PAGE EXTRACT ::

After a long hiatus through the Easter season, the preaching thoughts return this week as we continue the long green growing season of the church in the time after Pentecost. Without further ado, I hope you enjoy these reflections about this week’s appointed stories from the revised common and narrative lectionaries, with potential insights about discipleship, mission, innovation, and stewardship.
Sunday June 26, 2022: Revised Common Lectionary- The Third Sunday after Pentecost (Year C) – Lectionary 13
First Lesson: 1 Kings 19:15-16, 19-21
Second Lesson: Galatians 5:1, 13-25
Gospel of Luke 9:51-62
This week’s stories are rich, especially in describing life in its beauty and challenge as a disciple. There is great wisdom in these four stories about discipleship, and being a follower of Jesus. We hear the familiar words from Paul about the fruits of the Spirit, like generosity, which may lend to some stewardship preaching and thinking too. Put together with the gospel lesson and particularly Psalm 16 this week, we remember the bigger why behind all of this. We do what we do, and we follow as disciples because we know that we follow the one who gave himself for us, and the God who is our God, who brings life out of death. Let’s dig into this week’s appointed stories.
The first lesson for this week comes from 1 Kings 19. We read, “Then the Lord said to him, ‘Go, return on your way to the wilderness of Damascus; when you arrive, you shall anoint Hazael as king over Aram. Also you shall anoint Jehu son of Nimshi as king over Israel; and you shall anoint Elisha son of Shaphat of Abel-meholah as prophet in your place. So he set out from there, and found Elisha son of Shaphat, who was ploughing. There were twelve yoke of oxen ahead of him, and he was with the twelfth. Elijah passed by him and threw his mantle over him. He left the oxen, ran after Elijah, and said, ‘Let me kiss my father and my mother, and then I will follow you.’ Then Elijah said to him, ‘Go back again; for what have I done to you?’ He returned from following him, took the yoke of oxen, and slaughtered them; using the equipment from the oxen, he boiled their flesh, and gave it to the people, and they ate. Then he set out and followed Elijah, and became his servant” (1 Kings 19:15-16, 19-21, NRSV).

REQUIREMENT A ::
Answer these from the lectionary reflection:
(i) Which Sunday after Pentecost falls on June 26, 2022?
(ii) Which Gospel passage is appointed for that day?
(iii) What was Elisha doing when Elijah found him?
The lectionary reflection and the rows have no connection to each other.

STORED ROWS ::
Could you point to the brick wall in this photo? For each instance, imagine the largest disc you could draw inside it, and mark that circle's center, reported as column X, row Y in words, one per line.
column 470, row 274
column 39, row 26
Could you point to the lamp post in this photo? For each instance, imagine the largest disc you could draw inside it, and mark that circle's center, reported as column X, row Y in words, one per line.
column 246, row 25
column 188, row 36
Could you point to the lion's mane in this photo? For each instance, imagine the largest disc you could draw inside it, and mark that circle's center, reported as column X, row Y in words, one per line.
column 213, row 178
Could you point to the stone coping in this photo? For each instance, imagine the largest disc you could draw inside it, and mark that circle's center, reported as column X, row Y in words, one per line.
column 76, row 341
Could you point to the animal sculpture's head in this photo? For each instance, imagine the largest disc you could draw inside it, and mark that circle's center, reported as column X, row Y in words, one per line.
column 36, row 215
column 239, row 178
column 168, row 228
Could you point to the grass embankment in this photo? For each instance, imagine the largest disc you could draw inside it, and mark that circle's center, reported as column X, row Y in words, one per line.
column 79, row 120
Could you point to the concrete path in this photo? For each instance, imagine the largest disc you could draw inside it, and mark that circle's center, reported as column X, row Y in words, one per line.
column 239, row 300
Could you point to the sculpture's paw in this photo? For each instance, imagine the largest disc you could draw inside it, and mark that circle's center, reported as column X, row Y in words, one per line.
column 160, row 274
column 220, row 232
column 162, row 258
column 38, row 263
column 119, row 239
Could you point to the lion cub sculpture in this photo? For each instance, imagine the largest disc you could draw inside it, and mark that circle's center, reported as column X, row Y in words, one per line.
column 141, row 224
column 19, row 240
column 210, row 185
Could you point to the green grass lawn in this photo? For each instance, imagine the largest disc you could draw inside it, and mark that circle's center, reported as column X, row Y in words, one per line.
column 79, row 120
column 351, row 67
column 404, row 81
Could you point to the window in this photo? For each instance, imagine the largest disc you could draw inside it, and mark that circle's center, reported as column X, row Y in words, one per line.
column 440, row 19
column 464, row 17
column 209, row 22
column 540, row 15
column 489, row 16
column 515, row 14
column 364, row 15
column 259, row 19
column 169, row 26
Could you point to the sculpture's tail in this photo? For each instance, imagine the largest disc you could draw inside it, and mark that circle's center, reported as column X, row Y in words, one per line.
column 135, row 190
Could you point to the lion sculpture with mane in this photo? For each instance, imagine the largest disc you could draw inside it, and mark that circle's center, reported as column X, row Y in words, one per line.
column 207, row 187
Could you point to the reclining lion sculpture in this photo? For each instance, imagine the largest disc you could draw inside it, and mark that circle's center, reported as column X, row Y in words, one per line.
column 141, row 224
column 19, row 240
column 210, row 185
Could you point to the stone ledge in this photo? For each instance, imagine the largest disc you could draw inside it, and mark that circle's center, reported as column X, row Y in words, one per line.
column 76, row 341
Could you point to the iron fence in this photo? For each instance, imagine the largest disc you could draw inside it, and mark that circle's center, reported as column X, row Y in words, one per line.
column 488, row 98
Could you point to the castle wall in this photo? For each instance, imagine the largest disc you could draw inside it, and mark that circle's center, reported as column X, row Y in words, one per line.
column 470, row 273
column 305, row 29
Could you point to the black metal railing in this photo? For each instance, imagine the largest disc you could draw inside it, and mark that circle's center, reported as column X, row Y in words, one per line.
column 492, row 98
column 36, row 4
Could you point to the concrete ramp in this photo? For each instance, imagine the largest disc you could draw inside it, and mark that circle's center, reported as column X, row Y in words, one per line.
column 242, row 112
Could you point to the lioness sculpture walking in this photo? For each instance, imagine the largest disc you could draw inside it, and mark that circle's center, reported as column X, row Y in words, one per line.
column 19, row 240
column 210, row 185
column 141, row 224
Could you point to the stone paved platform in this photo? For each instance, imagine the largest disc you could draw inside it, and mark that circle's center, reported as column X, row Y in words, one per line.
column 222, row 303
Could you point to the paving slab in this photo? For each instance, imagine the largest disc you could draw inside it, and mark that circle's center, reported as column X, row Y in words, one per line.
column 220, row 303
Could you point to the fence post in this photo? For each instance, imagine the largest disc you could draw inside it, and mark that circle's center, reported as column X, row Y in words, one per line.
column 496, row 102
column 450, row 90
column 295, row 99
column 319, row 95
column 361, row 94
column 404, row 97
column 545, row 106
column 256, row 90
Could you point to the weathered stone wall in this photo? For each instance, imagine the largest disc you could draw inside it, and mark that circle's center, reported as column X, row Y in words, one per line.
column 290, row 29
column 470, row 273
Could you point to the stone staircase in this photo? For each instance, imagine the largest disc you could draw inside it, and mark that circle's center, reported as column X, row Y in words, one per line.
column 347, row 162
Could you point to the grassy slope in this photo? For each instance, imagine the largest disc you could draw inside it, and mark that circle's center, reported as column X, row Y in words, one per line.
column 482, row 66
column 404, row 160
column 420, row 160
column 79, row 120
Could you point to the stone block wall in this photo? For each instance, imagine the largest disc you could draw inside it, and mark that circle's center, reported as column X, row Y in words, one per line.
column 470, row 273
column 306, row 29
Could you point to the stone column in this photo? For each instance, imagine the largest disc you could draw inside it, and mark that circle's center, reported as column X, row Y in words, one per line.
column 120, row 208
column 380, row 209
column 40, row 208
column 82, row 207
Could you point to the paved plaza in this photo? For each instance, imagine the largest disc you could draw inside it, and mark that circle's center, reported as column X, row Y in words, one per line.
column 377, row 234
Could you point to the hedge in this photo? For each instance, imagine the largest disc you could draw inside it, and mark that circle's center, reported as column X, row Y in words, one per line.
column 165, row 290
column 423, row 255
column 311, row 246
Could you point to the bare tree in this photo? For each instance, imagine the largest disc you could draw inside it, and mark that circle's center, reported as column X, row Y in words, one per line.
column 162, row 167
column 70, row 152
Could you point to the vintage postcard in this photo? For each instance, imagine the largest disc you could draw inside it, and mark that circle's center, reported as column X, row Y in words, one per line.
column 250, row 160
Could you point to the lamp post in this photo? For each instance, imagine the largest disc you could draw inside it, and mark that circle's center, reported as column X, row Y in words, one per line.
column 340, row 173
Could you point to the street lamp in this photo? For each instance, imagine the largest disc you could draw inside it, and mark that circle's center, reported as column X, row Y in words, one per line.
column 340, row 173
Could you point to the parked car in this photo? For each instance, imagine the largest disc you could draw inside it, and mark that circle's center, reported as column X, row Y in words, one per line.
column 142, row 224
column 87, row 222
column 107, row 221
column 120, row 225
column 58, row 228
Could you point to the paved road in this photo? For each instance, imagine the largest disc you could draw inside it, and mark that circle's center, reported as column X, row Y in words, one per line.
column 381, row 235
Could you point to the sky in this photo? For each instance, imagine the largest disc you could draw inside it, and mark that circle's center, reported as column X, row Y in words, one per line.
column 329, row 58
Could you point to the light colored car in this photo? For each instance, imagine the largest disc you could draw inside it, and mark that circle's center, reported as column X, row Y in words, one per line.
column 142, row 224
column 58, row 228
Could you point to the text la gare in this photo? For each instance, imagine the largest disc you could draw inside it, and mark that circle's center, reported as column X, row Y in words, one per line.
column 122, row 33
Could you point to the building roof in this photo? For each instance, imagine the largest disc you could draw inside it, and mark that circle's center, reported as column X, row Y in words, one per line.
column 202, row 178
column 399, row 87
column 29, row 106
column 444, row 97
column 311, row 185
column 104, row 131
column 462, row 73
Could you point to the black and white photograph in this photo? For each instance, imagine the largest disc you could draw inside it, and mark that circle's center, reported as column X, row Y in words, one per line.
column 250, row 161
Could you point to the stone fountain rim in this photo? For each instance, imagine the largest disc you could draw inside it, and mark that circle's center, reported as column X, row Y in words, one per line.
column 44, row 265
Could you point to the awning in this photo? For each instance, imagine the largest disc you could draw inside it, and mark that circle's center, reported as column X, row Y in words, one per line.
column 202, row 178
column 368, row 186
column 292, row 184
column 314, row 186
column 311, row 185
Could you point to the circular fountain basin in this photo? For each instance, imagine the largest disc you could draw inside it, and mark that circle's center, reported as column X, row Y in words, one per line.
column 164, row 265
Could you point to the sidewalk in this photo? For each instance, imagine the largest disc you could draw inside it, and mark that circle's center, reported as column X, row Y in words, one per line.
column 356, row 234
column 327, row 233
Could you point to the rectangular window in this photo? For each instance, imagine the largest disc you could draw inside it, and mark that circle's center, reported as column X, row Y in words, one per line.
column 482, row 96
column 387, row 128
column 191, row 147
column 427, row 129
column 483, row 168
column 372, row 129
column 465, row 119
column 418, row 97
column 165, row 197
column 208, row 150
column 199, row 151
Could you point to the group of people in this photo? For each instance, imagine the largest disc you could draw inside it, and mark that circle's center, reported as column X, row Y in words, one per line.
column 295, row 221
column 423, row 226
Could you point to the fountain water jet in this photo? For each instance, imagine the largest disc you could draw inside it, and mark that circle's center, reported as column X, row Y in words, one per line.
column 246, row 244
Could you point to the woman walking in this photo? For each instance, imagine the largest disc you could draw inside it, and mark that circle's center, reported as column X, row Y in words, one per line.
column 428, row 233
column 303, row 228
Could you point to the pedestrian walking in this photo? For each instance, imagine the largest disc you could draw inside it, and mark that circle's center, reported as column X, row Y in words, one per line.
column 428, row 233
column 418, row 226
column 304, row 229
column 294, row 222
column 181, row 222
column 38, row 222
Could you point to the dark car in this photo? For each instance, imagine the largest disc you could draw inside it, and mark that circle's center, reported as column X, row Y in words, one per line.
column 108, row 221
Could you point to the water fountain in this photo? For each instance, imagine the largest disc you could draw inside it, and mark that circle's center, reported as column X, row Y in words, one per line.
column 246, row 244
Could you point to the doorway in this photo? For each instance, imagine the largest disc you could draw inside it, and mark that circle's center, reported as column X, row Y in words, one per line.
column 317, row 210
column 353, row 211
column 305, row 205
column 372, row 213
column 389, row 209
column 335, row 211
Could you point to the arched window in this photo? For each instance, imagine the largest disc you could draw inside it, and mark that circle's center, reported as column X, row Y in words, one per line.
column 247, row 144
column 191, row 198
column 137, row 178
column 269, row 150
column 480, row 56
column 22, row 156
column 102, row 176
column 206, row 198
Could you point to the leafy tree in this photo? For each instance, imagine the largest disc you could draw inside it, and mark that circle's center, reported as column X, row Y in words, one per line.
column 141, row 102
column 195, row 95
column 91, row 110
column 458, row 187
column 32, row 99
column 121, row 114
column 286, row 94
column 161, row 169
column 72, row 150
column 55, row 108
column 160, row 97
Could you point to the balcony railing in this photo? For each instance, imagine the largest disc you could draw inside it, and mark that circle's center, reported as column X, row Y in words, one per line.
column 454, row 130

REQUIREMENT B :: In the rows, switch "sculpture" to "statue" from the line with "Could you point to the reclining" up to and including the line with "column 222, row 303". Leave everything else unchanged, and return only those lines.

TASK RESPONSE A ::
(i) The Third Sunday after Pentecost
(ii) Luke 9:51-62
(iii) He was ploughing.

TASK RESPONSE B ::
Could you point to the reclining lion statue in this photo? For each instance, imagine the largest disc you could draw inside it, and mark that circle's center, reported as column X, row Y in words, one per line.
column 141, row 224
column 19, row 240
column 210, row 185
Could you point to the stone ledge in this photo? For each instance, imagine the largest disc you could draw inside it, and mark that circle's center, reported as column X, row Y in words, one per line.
column 76, row 341
Could you point to the iron fence in this photo? For each instance, imagine the largest disc you could draw inside it, and mark that circle's center, reported as column X, row Y in words, one per line.
column 488, row 98
Could you point to the castle wall in this photo? For each instance, imagine the largest disc you could draw inside it, and mark that circle's center, reported as column X, row Y in words, one per line.
column 470, row 273
column 305, row 29
Could you point to the black metal railing in this photo? For each instance, imagine the largest disc you could draw inside it, and mark that circle's center, reported as column X, row Y in words, one per line.
column 492, row 98
column 36, row 4
Could you point to the concrete ramp in this photo? For each instance, imagine the largest disc you could draw inside it, and mark that circle's center, reported as column X, row Y in words, one per line.
column 242, row 112
Could you point to the lioness statue walking in this photo? For each instance, imagine the largest disc you could draw inside it, and mark that circle's center, reported as column X, row Y in words, one per line.
column 19, row 240
column 210, row 185
column 141, row 224
Could you point to the stone paved platform in this photo? For each instance, imagine the largest disc you could draw inside it, and mark that circle's center, reported as column X, row Y in words, one per line.
column 222, row 303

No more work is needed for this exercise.